>> start
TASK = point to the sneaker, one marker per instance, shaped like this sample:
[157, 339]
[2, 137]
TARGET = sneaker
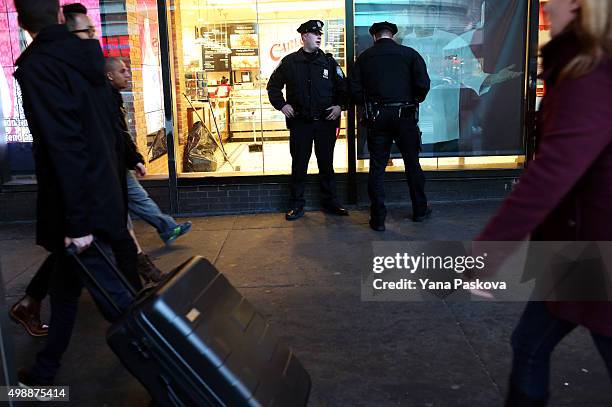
[178, 231]
[147, 269]
[27, 313]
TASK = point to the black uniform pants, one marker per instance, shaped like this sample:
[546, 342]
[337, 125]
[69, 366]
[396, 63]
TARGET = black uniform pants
[302, 135]
[389, 127]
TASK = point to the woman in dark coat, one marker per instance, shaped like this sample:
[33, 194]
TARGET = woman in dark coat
[566, 192]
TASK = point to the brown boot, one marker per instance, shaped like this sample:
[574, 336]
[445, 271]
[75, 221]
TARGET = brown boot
[147, 269]
[27, 313]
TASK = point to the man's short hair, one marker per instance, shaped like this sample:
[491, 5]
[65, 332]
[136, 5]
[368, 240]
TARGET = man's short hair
[34, 15]
[72, 12]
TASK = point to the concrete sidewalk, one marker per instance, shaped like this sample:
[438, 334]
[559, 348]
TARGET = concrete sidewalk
[305, 277]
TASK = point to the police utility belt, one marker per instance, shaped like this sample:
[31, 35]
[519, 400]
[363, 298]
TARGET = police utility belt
[404, 110]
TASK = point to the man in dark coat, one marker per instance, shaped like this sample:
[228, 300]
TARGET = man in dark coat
[76, 147]
[316, 95]
[391, 80]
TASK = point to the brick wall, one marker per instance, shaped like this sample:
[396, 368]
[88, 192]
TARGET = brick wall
[176, 46]
[252, 194]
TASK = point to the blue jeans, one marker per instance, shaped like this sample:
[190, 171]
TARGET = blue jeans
[145, 208]
[533, 342]
[66, 285]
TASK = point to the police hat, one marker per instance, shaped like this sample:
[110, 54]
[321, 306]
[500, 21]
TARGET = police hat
[74, 8]
[383, 25]
[311, 26]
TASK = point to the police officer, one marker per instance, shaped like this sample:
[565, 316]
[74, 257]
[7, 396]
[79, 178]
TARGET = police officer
[317, 92]
[391, 79]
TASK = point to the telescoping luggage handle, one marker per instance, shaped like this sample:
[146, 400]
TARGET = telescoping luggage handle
[71, 250]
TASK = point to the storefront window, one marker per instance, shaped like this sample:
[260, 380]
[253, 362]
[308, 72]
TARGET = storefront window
[224, 52]
[543, 38]
[127, 29]
[475, 54]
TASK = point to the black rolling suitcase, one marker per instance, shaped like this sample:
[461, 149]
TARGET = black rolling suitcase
[194, 340]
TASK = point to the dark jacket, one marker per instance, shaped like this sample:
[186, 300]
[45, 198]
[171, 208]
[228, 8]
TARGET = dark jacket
[388, 72]
[565, 194]
[313, 85]
[132, 156]
[69, 108]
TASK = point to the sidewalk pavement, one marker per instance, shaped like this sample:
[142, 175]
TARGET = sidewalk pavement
[304, 276]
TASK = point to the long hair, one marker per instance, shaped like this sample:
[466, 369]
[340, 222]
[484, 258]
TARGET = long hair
[593, 25]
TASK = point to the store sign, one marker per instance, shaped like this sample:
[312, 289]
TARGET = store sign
[277, 41]
[245, 46]
[215, 47]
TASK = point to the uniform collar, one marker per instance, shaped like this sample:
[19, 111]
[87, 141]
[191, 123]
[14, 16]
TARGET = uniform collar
[385, 41]
[301, 55]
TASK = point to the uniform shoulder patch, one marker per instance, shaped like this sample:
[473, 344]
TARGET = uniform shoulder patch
[339, 71]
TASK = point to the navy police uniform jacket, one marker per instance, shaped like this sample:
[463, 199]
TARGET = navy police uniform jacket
[312, 84]
[388, 72]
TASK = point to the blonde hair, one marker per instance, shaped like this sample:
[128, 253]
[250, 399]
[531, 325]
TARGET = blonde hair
[593, 25]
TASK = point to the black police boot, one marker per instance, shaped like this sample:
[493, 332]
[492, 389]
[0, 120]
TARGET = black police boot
[294, 213]
[377, 225]
[420, 217]
[335, 209]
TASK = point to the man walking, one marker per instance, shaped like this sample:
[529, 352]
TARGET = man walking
[316, 95]
[391, 80]
[76, 147]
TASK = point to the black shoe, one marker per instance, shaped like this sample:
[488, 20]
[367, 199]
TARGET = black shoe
[294, 213]
[335, 210]
[377, 226]
[423, 216]
[26, 379]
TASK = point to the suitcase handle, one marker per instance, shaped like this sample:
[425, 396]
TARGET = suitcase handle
[72, 251]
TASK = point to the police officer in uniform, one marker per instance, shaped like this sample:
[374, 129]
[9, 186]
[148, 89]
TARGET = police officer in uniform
[391, 80]
[317, 92]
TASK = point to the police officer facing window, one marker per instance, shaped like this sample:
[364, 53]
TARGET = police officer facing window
[391, 79]
[316, 95]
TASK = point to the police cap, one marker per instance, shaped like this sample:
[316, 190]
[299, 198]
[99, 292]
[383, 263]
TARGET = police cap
[311, 26]
[383, 25]
[74, 8]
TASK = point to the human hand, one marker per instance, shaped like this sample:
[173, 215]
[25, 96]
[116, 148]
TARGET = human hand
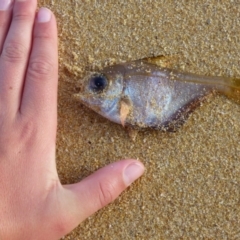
[33, 203]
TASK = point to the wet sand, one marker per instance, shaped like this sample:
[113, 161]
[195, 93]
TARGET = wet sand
[191, 188]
>> end
## EXERCISE DIRECTIONS:
The required output is the lines from the one containing "TASK = point to the police officer facing" through the end of the records above, reproduced exactly, with no pictures.

## THE OUTPUT:
TASK = point to the police officer facing window, one marker per instance, shaped like this sample:
[364, 53]
TARGET = police officer facing window
[391, 79]
[316, 95]
TASK = point to the police cap, one marker per instance, shaped like this sample:
[316, 190]
[299, 198]
[99, 292]
[383, 263]
TARGET = police cap
[311, 26]
[383, 25]
[74, 8]
TASK = point to the human hand, one marker per instance, shaped like this sample:
[173, 215]
[25, 96]
[116, 148]
TARGET = human hand
[33, 203]
TASK = point to the wet sand, one marker per instance, shaped like this sample:
[113, 161]
[195, 93]
TARGET = wet sand
[191, 188]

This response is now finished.